===== 文書の一節 =====
一瞬でも私の顔を思い浮かべてくれたのだろうか。


もっと一緒にいたかったと思ってくれただろうか。



君に聞きたいことはいっぱいあるけど、どうやって聞けばいい?


もしも1分だけ君にもう一度会えるならば、私はどうするだろう。


きっと聞きたいことも言いたいこともあるのに何もできずに

ただ君を再び見つめることができた時間に嬉しくて動けないだろうね。


もしも、私が60歳くらいまで生きたとして、

これまでの人生の悪いことを神様が許してくれたとしよう。

そしてまんまと天国に行けて君に再び逢うことができた時、

私は60歳の姿で、君は18歳のままなのだろうか?


さすがにそれは勘弁してほしい。


君の60歳の姿も見たくないから、そこは神様の力で

私を20歳に戻してほしい。

そして、行けなかったヒマワリ畑に行こう。
=====
### 記述問題 1:
記録の中から、「logo」という文字列を含む行をすべて集め、そのまま書き写しなさい。大文字と小文字は区別すること。
上の文章と以下の記録は、それぞれ異なる出典から取られたものです。
===== 提供データ =====
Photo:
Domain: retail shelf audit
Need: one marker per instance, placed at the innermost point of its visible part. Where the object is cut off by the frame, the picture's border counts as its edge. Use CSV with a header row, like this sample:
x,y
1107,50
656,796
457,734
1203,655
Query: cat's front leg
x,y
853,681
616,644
=====
===== 提供データ =====
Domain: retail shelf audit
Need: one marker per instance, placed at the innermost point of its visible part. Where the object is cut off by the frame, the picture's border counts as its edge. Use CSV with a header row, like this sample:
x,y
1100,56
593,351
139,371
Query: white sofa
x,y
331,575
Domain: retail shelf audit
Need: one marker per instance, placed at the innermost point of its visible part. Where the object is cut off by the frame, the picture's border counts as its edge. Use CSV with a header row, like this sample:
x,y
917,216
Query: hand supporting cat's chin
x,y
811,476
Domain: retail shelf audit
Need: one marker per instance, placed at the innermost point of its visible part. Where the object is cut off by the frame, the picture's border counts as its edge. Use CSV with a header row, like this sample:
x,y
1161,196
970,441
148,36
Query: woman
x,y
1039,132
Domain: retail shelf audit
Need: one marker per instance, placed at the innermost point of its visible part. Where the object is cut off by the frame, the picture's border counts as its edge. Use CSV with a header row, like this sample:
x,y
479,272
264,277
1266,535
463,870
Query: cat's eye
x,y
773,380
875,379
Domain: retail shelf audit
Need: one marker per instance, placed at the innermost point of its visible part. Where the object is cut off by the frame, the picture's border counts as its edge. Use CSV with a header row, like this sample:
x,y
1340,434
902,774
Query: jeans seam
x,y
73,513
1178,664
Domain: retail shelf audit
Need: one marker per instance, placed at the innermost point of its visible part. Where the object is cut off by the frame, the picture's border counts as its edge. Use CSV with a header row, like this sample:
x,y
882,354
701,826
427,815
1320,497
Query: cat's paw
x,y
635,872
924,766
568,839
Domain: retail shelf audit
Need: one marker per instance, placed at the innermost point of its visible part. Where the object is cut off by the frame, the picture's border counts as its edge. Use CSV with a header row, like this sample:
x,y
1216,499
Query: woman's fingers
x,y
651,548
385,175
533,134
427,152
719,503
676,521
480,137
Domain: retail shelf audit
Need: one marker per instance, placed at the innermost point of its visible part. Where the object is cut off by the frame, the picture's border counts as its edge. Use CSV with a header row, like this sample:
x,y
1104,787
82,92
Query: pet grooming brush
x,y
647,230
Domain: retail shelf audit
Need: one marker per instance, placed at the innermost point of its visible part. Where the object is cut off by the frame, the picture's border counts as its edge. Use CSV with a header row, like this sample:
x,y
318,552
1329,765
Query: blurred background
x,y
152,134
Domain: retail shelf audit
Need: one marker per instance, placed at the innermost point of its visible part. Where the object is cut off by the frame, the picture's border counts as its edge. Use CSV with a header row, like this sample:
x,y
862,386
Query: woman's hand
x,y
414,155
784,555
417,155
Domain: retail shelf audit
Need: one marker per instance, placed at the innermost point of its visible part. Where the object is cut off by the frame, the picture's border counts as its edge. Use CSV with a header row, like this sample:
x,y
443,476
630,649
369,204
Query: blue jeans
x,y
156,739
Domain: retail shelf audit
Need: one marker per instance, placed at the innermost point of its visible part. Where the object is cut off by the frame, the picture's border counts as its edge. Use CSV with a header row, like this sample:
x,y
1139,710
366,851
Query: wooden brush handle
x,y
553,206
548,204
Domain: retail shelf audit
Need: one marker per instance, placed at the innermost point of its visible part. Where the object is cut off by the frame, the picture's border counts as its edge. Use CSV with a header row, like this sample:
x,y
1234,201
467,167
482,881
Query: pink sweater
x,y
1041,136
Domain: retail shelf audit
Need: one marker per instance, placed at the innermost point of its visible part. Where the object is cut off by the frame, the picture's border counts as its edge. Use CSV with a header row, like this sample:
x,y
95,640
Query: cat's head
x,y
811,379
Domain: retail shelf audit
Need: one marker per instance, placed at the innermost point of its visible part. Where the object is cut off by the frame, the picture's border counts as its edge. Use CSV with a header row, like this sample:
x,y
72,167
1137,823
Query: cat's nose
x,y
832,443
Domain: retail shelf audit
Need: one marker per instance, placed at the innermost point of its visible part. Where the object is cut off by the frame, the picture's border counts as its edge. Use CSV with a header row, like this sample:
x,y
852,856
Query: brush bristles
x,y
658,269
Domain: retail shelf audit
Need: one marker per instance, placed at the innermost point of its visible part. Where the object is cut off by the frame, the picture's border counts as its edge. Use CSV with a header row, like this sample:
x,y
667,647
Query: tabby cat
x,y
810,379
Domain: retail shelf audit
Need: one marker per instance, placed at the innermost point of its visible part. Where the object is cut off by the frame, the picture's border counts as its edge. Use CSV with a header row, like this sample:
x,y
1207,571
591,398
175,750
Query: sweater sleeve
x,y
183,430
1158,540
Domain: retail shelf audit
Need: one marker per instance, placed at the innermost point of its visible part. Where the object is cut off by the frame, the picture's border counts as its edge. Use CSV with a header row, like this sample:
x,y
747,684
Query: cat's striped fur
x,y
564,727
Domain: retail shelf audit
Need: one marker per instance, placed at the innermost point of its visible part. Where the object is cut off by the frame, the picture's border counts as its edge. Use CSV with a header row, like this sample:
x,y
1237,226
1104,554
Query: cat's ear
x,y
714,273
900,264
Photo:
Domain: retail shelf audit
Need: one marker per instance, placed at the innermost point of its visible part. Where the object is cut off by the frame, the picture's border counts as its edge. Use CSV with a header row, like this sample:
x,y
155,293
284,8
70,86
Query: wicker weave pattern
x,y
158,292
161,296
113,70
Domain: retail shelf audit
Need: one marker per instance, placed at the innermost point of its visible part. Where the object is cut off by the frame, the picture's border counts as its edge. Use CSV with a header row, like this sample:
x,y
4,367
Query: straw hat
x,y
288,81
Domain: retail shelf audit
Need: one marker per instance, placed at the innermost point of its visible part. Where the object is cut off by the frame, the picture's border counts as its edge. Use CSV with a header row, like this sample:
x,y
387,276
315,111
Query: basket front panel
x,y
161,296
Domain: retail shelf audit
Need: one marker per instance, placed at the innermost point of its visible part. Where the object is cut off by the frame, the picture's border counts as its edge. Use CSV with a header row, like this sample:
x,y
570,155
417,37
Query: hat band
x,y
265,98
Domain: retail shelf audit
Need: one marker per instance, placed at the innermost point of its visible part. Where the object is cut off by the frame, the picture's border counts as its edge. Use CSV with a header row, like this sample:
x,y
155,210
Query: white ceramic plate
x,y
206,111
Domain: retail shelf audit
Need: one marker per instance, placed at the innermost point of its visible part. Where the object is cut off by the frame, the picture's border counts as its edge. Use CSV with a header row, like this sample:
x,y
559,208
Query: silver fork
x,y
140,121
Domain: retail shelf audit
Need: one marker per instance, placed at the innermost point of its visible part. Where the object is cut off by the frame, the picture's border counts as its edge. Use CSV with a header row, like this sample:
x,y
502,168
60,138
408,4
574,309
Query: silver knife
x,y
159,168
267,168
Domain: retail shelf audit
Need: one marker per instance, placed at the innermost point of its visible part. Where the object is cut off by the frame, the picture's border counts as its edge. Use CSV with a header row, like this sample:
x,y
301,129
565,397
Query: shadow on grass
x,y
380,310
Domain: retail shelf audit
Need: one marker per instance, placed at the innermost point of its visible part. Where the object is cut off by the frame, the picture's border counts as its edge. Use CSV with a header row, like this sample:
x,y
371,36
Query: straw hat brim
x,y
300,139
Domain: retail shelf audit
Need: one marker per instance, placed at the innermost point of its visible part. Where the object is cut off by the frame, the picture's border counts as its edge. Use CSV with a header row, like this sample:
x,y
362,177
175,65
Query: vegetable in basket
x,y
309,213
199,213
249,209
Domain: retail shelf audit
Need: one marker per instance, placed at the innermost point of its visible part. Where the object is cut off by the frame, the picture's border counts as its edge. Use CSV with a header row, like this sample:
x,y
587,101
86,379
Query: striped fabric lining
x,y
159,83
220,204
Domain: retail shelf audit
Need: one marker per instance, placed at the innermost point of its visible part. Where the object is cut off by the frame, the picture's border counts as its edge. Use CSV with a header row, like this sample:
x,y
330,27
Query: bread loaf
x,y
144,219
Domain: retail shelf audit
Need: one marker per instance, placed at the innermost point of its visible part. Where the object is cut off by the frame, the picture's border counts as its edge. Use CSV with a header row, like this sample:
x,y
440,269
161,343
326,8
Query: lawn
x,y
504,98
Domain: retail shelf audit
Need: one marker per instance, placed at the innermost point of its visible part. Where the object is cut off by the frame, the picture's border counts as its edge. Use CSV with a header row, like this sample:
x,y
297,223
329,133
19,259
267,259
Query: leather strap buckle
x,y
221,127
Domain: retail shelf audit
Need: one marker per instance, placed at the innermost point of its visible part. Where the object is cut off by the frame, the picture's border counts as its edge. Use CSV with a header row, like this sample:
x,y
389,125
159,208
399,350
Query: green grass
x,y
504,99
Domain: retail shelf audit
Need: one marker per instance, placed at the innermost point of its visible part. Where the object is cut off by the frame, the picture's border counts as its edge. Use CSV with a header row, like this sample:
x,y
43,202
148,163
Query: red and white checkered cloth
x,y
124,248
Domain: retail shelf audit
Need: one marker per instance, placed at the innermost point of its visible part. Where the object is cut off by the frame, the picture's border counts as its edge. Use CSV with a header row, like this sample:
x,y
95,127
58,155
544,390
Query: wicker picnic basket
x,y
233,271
=====
===== 提供データ =====
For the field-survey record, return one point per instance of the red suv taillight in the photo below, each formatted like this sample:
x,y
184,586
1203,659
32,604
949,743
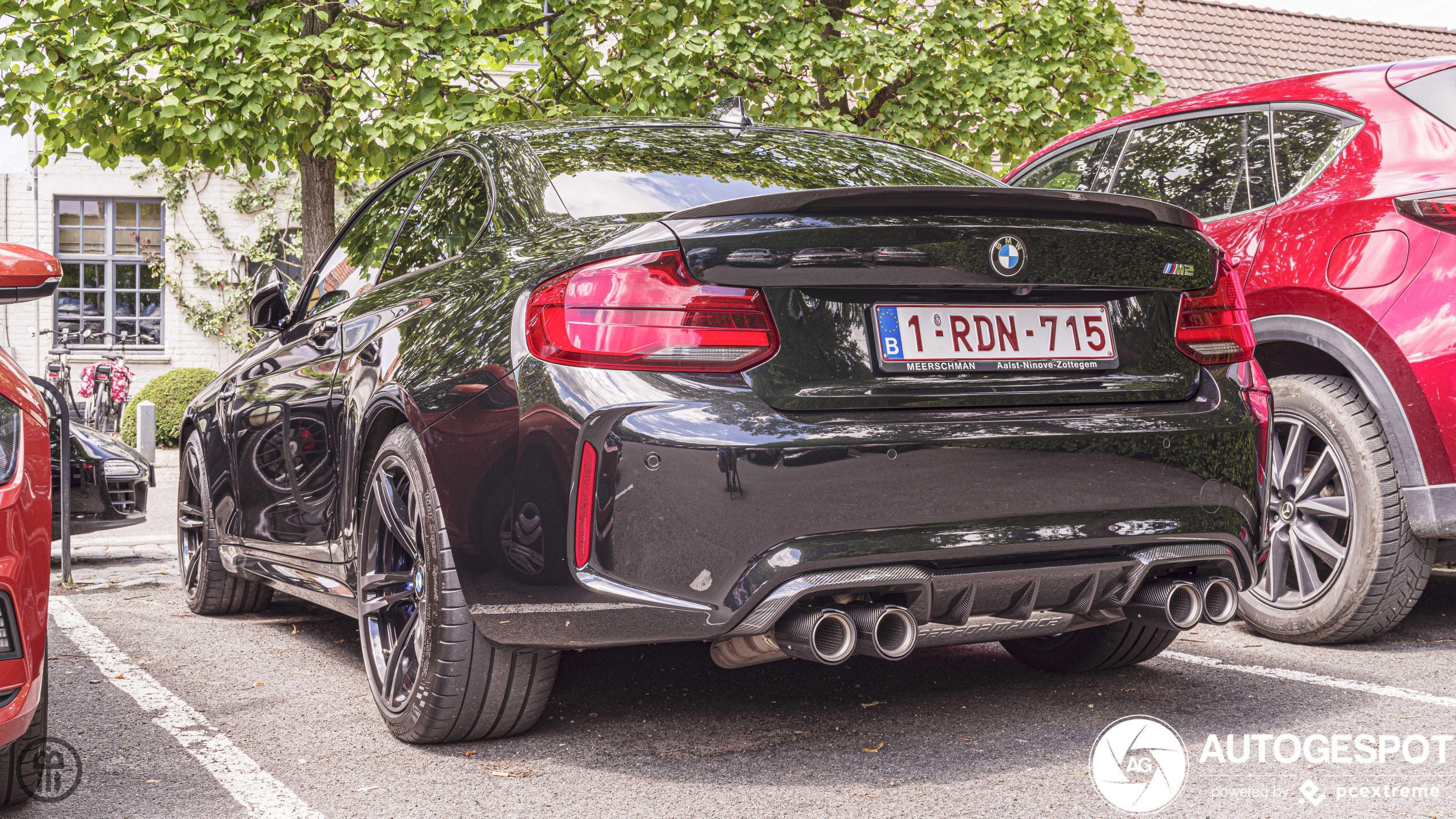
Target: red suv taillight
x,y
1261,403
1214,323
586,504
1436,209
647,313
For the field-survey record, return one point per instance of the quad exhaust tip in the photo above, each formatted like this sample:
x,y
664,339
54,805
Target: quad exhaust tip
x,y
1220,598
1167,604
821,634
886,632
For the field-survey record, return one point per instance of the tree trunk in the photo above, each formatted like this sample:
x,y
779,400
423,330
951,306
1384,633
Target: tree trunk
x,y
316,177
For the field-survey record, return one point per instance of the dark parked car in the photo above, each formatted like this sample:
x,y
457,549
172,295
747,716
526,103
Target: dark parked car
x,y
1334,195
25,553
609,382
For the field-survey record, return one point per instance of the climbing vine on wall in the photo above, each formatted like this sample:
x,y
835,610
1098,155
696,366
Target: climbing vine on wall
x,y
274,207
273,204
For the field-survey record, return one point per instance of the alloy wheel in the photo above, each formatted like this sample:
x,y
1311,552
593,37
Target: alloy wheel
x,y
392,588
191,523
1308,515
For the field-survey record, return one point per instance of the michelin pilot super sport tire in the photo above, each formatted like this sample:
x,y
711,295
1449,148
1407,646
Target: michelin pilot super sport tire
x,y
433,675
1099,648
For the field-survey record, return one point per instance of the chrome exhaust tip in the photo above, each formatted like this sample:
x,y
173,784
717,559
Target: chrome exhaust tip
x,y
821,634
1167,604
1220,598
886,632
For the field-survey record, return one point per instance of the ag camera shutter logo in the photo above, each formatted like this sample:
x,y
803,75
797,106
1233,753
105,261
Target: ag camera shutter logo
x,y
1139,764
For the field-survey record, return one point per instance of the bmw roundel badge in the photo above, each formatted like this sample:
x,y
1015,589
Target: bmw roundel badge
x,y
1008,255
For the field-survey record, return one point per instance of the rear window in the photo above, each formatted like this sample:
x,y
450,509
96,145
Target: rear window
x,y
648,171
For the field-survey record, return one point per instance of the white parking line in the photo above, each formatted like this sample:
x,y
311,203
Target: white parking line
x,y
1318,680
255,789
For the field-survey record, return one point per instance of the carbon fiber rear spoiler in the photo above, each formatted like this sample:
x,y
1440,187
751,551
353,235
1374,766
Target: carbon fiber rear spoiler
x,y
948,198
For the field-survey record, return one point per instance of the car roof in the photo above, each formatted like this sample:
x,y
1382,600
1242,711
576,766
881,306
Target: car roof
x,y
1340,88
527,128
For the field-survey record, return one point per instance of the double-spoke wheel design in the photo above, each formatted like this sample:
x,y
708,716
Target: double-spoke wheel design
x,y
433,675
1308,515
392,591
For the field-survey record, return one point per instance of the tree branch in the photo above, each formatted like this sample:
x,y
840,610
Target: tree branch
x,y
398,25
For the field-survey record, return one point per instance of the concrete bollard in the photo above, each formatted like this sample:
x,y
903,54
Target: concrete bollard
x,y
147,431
=====
### 記述問題 2:
文書の一節のうち、「君に聞きたいことはいっぱいあるけど、どうやって聞けばいい?」から始まり「これまでの人生の悪いことを神様が許してくれたとしよう。」で終わる部分を、一字一句変えずに出力しなさい。

### 問題の解答 1:
For the field-survey record, return one point per instance of the ag camera shutter logo in the photo above, each formatted like this sample:
Target: ag camera shutter logo

### 問題の解答 2:
君に聞きたいことはいっぱいあるけど、どうやって聞けばいい?


もしも1分だけ君にもう一度会えるならば、私はどうするだろう。


きっと聞きたいことも言いたいこともあるのに何もできずに

ただ君を再び見つめることができた時間に嬉しくて動けないだろうね。


もしも、私が60歳くらいまで生きたとして、

これまでの人生の悪いことを神様が許してくれたとしよう。